### What the task requires
Output the data exactly, with every line intact.

Entries taken from a collection:
--------------------------------
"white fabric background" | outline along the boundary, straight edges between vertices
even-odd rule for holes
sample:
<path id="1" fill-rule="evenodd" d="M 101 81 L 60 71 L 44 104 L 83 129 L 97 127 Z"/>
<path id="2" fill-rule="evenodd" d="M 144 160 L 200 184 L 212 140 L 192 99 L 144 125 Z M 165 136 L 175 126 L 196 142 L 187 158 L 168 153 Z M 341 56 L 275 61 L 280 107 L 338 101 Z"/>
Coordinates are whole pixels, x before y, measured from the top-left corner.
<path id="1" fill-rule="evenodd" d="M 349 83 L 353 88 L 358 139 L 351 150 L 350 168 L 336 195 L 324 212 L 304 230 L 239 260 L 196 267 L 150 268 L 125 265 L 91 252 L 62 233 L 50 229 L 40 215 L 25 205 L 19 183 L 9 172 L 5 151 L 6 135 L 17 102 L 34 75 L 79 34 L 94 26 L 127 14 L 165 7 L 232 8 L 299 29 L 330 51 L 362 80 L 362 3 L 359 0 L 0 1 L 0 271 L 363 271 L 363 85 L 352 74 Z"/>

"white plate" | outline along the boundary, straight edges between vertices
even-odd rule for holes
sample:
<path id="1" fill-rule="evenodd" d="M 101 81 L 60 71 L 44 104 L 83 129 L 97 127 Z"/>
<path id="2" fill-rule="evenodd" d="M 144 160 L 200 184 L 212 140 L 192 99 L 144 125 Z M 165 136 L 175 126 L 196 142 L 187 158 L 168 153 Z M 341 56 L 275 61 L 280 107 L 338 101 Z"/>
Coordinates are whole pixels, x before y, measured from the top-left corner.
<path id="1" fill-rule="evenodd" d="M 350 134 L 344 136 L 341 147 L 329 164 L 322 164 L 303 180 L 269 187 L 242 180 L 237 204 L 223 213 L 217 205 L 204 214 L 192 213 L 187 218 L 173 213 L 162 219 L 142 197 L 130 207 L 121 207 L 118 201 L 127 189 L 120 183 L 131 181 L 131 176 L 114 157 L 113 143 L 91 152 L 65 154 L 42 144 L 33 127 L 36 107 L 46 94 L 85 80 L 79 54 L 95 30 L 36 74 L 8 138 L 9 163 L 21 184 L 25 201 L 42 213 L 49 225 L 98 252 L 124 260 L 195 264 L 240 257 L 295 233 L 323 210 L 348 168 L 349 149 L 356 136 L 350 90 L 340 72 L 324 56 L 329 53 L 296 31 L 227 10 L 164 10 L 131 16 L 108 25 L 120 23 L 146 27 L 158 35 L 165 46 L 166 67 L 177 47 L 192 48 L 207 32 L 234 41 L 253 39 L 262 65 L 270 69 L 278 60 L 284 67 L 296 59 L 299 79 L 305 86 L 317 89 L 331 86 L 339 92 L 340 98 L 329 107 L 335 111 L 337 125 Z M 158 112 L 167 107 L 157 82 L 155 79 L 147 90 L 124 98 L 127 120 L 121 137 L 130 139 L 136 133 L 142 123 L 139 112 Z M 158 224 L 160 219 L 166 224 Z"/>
--------------------------------
### Full output
"white fabric background" | outline along the boundary, straight edges between vertices
even-odd rule for holes
sample:
<path id="1" fill-rule="evenodd" d="M 101 81 L 60 71 L 44 104 L 83 129 L 97 127 Z"/>
<path id="2" fill-rule="evenodd" d="M 144 160 L 200 184 L 212 140 L 192 99 L 144 125 Z M 165 136 L 175 126 L 196 142 L 187 158 L 168 153 Z M 341 56 L 275 61 L 280 107 L 338 101 Z"/>
Coordinates are whole pixels, x before y, measured from the top-left corner.
<path id="1" fill-rule="evenodd" d="M 349 83 L 353 88 L 358 139 L 351 150 L 350 168 L 336 195 L 324 212 L 304 230 L 239 260 L 196 267 L 150 268 L 125 265 L 91 252 L 62 233 L 50 229 L 40 215 L 25 205 L 19 183 L 9 172 L 5 151 L 6 135 L 17 102 L 34 75 L 79 34 L 94 26 L 127 14 L 165 7 L 232 8 L 299 29 L 330 51 L 362 80 L 362 3 L 359 0 L 0 1 L 0 271 L 363 271 L 363 85 L 352 74 Z"/>

"white plate" | outline along the boundary, straight edges between vertices
even-odd rule for holes
sample:
<path id="1" fill-rule="evenodd" d="M 101 81 L 60 71 L 44 104 L 83 129 L 97 127 Z"/>
<path id="2" fill-rule="evenodd" d="M 144 160 L 200 184 L 212 140 L 192 99 L 144 125 Z M 165 136 L 175 126 L 196 142 L 187 158 L 168 153 Z M 341 56 L 275 61 L 280 107 L 338 101 Z"/>
Coordinates are whole pixels, x before y, measured from the top-left corner.
<path id="1" fill-rule="evenodd" d="M 350 134 L 344 136 L 341 147 L 329 164 L 322 164 L 303 180 L 269 187 L 242 180 L 237 204 L 223 213 L 217 205 L 204 214 L 192 213 L 187 218 L 173 213 L 162 219 L 142 197 L 130 207 L 121 207 L 118 201 L 127 189 L 120 183 L 131 181 L 131 176 L 114 157 L 113 143 L 91 152 L 65 154 L 42 144 L 33 127 L 36 107 L 46 94 L 85 80 L 79 54 L 95 30 L 36 74 L 8 138 L 9 163 L 21 184 L 25 201 L 42 213 L 49 225 L 98 252 L 124 260 L 195 264 L 240 257 L 295 233 L 323 210 L 348 168 L 349 149 L 356 136 L 350 90 L 340 72 L 324 56 L 329 53 L 296 31 L 227 10 L 164 10 L 131 16 L 108 25 L 120 23 L 146 27 L 158 35 L 165 46 L 166 67 L 177 47 L 192 48 L 207 32 L 234 41 L 253 39 L 262 65 L 270 69 L 278 60 L 284 67 L 296 59 L 299 79 L 305 86 L 317 89 L 331 86 L 339 92 L 340 98 L 329 107 L 335 111 L 337 125 Z M 158 112 L 167 107 L 157 82 L 155 79 L 147 90 L 124 98 L 127 120 L 121 137 L 130 139 L 136 133 L 142 123 L 139 112 Z M 158 224 L 160 219 L 166 224 Z"/>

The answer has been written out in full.